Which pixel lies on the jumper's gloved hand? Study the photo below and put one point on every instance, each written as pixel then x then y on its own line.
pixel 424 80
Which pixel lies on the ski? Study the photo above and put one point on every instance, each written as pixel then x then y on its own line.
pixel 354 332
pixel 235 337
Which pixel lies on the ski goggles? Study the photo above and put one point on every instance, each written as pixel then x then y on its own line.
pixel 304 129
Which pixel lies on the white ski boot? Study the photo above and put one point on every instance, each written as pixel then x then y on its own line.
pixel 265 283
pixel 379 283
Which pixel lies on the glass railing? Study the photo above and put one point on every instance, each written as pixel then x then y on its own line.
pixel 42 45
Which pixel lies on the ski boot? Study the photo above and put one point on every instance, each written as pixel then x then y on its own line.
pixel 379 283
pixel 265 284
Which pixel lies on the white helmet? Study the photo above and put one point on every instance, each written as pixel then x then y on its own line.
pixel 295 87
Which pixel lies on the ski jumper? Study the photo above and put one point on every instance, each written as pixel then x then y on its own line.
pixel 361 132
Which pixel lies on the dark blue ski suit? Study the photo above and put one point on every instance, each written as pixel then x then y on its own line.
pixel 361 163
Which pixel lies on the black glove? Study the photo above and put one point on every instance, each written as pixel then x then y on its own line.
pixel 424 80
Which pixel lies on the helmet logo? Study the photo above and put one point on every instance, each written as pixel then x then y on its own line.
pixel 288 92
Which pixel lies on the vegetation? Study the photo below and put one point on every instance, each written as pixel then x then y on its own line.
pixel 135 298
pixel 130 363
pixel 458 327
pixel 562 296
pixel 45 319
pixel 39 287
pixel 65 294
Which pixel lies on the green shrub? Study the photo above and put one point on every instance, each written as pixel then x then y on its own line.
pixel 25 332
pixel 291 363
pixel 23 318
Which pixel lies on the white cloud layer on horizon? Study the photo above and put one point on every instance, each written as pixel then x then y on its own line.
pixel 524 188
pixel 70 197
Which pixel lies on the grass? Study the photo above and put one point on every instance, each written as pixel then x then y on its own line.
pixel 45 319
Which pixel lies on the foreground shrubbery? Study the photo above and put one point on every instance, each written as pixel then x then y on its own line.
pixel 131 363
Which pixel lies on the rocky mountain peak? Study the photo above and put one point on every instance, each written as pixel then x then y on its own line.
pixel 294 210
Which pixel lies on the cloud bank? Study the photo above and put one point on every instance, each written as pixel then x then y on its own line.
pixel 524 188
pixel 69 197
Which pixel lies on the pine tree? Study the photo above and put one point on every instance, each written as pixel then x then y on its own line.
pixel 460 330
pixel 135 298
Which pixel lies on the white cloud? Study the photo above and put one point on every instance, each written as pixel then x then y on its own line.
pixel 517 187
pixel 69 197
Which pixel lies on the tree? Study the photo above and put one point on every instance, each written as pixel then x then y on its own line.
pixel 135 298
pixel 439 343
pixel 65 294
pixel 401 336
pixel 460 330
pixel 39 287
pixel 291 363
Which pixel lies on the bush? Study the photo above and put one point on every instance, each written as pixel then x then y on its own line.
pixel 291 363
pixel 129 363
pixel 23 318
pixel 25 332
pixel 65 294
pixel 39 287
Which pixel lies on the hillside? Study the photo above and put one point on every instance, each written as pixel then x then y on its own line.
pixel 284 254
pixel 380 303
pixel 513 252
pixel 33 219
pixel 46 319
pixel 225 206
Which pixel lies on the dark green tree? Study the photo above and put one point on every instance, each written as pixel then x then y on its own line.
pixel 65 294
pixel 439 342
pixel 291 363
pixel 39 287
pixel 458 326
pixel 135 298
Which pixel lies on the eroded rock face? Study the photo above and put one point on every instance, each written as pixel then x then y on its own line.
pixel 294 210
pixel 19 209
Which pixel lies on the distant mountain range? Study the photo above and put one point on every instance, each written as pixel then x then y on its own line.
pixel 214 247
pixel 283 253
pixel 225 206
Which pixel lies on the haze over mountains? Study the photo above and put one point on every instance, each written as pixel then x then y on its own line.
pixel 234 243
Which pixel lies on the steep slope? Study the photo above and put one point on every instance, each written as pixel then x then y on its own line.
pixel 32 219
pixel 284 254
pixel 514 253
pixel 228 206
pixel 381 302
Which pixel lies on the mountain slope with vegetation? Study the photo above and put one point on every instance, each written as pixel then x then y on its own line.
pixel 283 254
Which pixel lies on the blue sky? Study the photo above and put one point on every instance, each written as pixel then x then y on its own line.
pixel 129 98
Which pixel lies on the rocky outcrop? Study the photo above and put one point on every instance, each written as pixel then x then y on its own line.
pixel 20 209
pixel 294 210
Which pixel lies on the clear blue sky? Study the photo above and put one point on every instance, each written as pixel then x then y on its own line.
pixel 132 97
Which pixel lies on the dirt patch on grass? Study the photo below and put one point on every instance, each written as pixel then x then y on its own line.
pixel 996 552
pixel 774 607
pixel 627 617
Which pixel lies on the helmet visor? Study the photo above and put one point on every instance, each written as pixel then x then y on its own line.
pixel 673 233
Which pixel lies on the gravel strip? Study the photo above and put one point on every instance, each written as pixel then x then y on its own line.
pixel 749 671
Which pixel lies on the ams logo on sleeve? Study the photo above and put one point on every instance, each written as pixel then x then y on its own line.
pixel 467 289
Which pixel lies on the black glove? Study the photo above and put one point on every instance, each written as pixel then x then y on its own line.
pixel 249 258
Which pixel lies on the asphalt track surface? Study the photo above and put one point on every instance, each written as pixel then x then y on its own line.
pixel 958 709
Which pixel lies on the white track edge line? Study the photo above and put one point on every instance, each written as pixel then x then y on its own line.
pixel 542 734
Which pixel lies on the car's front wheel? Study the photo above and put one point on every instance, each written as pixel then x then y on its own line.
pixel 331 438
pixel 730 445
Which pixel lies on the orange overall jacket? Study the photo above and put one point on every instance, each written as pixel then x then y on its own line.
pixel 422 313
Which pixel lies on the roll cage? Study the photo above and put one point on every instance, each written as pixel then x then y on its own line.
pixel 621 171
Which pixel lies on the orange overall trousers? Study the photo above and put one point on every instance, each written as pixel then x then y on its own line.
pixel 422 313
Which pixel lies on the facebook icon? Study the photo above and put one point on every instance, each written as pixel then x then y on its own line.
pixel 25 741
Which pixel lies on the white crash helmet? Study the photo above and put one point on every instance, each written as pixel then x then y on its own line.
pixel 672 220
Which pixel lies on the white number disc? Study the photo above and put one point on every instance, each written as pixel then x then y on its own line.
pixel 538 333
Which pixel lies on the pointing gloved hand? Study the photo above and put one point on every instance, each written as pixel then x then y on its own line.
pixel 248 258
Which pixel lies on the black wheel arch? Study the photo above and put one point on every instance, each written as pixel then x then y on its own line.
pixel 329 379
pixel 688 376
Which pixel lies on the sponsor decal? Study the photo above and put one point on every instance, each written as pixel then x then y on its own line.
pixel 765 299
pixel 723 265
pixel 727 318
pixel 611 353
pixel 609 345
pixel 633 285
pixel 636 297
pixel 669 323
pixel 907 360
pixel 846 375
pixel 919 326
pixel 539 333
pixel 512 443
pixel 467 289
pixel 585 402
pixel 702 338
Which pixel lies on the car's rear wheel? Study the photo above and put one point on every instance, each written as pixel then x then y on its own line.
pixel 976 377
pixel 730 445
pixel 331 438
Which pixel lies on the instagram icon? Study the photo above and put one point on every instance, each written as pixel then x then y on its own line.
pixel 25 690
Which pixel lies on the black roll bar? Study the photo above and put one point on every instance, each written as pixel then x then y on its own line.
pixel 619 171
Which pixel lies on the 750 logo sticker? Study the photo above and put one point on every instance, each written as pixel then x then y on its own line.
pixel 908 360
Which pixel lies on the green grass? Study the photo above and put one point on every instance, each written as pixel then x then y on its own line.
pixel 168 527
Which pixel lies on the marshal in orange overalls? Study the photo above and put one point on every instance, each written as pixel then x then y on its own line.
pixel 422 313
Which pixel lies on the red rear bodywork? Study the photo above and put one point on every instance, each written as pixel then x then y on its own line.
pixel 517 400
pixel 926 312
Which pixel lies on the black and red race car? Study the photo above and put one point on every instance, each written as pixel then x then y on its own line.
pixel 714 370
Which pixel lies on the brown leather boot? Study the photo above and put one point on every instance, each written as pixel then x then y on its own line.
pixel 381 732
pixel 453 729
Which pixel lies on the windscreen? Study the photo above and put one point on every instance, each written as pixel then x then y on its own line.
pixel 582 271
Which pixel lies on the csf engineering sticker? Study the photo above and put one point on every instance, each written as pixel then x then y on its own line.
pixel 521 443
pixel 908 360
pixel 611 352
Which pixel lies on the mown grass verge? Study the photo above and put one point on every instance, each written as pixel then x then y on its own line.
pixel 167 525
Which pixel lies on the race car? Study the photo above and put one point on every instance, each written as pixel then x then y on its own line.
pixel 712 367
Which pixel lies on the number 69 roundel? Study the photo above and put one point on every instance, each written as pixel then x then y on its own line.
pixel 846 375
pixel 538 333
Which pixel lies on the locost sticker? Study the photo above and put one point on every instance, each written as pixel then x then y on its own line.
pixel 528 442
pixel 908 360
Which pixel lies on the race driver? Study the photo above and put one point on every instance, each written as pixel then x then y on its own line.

※

→ **WHAT NEEDS TO BE DONE**: Write the lines out exactly, from the one with "Which pixel lies on the csf" down to the last line of the listing, and leave out all others.

→ **SOLUTION TO THE EXERCISE**:
Which pixel lies on the csf engineering sticker? Study the photo above and put one point on every instance, each written as pixel then x then y on its own line.
pixel 521 443
pixel 908 360
pixel 611 352
Which pixel lies on the mown grass verge? Study the photo above and put one point on every instance, each written as pixel then x then y on its own line.
pixel 167 525
Which pixel lies on the race car? Study the photo above and put one point on every instance, each written as pixel then x then y on its own line.
pixel 712 367
Which pixel lies on the number 69 roundel? Study the photo above and put one point on every instance, each written as pixel then x then y on its own line.
pixel 846 375
pixel 538 333
Which pixel lies on the locost sticker? Study the photo above and put one point on every instance, each written as pixel then x then y on its own line.
pixel 528 442
pixel 908 360
Which pixel lies on the race driver? Study the photo above and put one point on every instance, each written as pixel then x then y on its own line.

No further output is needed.